• **THE TASK**: Begin with the line where "[pin] destination sign -- one per line" appears. Set down that line and the rest of the records below it exactly as given.

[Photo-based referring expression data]
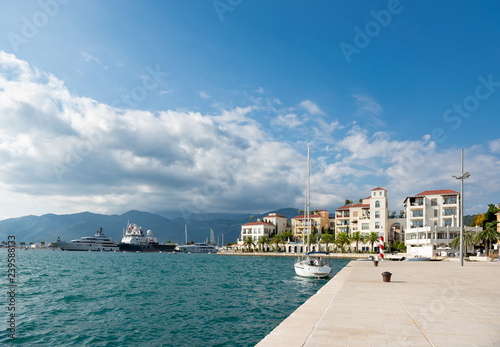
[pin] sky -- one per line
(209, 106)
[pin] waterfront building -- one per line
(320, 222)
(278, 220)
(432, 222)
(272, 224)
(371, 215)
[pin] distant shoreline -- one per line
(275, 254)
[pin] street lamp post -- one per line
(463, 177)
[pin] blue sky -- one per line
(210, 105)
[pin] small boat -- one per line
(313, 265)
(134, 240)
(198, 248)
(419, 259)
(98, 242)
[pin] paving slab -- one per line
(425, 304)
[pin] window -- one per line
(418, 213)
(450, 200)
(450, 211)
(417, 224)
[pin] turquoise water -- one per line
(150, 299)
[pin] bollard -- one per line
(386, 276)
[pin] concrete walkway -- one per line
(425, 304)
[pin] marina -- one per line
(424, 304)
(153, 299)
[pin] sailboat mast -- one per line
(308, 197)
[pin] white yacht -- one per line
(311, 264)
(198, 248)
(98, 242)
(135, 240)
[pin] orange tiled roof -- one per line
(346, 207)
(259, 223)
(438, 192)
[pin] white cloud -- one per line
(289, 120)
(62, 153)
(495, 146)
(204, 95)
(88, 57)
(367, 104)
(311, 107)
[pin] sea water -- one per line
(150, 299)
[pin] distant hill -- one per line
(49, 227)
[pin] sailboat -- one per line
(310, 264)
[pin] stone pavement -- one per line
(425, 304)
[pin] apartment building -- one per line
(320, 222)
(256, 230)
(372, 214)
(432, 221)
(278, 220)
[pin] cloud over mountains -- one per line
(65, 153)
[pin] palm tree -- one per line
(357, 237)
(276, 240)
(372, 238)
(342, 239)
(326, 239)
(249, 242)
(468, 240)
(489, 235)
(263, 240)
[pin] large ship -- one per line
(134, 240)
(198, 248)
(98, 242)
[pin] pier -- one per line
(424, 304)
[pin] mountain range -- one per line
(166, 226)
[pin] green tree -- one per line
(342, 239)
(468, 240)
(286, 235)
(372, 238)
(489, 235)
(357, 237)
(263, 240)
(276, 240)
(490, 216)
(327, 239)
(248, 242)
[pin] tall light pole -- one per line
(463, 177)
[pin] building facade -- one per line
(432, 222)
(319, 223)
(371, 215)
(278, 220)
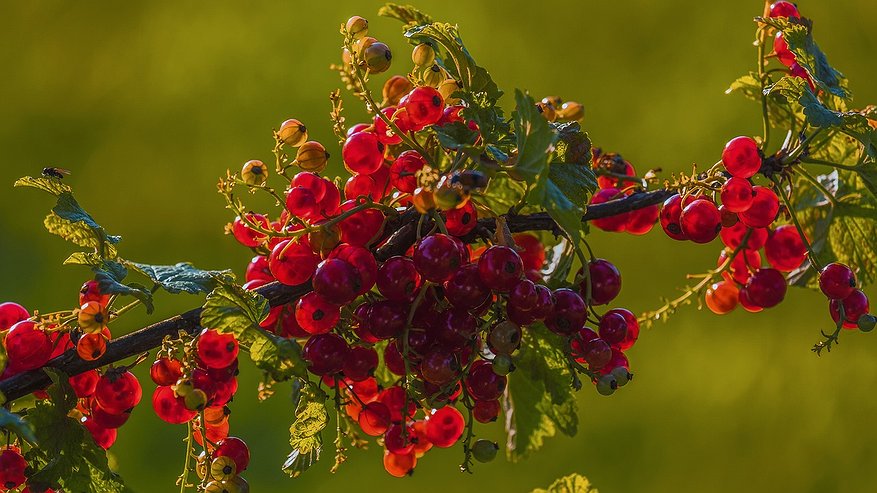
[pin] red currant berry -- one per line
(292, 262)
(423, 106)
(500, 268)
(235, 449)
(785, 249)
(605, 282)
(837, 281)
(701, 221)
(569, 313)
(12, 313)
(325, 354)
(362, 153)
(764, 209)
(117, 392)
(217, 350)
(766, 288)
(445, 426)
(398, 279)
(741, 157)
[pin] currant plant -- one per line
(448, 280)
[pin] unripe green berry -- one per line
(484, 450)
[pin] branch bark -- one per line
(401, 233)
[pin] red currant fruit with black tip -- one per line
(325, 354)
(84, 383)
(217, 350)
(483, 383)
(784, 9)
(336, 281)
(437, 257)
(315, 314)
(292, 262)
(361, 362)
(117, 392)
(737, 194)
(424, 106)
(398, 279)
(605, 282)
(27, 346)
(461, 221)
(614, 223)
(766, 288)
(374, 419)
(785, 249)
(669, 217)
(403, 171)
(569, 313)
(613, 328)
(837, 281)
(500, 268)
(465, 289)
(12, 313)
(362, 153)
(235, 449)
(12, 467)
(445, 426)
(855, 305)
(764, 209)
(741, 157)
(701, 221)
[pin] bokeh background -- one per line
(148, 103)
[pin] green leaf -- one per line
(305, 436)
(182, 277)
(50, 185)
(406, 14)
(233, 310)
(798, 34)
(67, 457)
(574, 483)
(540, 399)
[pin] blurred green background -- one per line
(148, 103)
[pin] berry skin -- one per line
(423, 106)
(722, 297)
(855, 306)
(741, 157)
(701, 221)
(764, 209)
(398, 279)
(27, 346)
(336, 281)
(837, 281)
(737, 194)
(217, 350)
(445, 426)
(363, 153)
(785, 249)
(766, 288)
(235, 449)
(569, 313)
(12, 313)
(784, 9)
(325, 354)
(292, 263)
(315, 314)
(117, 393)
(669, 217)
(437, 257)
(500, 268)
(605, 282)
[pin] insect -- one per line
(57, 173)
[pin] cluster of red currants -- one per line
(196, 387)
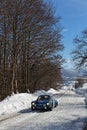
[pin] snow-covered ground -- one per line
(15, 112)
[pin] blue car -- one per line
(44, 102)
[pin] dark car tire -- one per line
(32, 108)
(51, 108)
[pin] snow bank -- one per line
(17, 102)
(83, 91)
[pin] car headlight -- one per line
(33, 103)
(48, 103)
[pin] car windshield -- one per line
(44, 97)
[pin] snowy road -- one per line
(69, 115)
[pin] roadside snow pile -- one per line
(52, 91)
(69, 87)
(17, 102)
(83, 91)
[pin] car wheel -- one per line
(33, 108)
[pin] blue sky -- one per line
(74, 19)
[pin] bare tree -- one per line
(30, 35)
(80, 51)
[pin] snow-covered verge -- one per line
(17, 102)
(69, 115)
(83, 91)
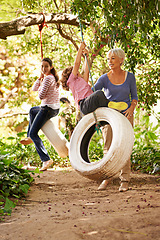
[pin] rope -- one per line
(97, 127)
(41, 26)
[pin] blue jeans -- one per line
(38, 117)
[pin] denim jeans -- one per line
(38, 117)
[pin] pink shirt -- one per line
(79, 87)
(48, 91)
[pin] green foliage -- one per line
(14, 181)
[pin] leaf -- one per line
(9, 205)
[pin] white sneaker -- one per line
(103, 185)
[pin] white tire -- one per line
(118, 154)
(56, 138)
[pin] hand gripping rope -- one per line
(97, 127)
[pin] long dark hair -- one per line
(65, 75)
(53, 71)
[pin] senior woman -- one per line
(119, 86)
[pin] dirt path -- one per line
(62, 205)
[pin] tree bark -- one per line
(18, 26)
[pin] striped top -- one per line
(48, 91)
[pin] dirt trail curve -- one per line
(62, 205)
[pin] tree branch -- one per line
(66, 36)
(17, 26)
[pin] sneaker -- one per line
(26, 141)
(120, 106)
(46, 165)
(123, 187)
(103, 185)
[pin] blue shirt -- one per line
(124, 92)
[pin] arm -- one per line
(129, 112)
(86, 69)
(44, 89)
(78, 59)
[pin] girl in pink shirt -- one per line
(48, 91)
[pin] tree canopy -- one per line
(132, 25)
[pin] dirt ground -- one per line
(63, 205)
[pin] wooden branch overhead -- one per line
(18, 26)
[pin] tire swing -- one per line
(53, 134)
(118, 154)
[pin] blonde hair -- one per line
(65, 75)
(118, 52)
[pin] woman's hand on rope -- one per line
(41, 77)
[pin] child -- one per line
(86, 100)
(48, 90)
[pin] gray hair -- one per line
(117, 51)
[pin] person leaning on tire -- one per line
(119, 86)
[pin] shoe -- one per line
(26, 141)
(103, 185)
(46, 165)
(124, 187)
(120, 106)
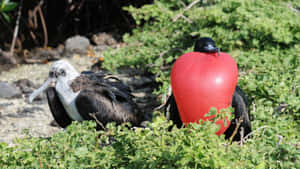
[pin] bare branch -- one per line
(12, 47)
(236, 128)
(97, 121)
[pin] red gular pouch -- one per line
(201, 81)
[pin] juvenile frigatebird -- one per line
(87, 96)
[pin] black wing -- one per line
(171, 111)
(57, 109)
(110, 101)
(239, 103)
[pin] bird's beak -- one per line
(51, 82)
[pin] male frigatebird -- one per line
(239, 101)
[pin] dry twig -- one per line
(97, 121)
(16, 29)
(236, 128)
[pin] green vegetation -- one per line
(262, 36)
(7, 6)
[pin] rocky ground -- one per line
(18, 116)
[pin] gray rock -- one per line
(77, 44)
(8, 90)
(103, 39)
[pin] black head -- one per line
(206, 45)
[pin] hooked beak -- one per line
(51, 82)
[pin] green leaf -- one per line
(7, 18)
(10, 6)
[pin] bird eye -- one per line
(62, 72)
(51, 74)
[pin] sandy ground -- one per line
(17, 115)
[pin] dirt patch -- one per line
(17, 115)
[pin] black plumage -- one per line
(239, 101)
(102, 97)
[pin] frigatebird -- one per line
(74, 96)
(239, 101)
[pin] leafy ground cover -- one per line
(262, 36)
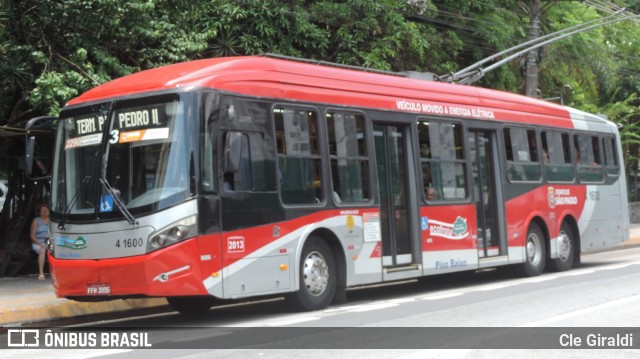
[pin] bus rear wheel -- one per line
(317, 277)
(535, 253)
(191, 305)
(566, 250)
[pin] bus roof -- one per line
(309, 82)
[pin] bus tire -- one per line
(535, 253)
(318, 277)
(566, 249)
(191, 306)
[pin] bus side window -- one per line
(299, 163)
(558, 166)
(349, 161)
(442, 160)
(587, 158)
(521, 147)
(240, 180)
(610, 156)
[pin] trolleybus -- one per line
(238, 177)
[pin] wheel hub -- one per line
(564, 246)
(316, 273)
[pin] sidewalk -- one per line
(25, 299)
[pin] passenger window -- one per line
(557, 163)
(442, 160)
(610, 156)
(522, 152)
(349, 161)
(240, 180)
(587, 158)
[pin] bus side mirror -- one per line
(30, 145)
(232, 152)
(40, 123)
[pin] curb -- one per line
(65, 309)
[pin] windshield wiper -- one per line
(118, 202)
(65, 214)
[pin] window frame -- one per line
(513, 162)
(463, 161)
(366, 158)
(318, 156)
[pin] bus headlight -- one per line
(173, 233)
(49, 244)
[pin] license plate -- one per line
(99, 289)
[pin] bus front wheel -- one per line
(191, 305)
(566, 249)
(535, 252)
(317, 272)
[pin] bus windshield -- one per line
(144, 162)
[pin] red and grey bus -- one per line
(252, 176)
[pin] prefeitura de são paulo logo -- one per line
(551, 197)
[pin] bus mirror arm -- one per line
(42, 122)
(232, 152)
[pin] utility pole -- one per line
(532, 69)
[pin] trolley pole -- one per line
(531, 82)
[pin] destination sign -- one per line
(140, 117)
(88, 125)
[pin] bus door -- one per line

• **EXPECTED OUTPUT**:
[pin] destination sign -- one per line
(140, 117)
(88, 125)
[pin] bus door -- one per line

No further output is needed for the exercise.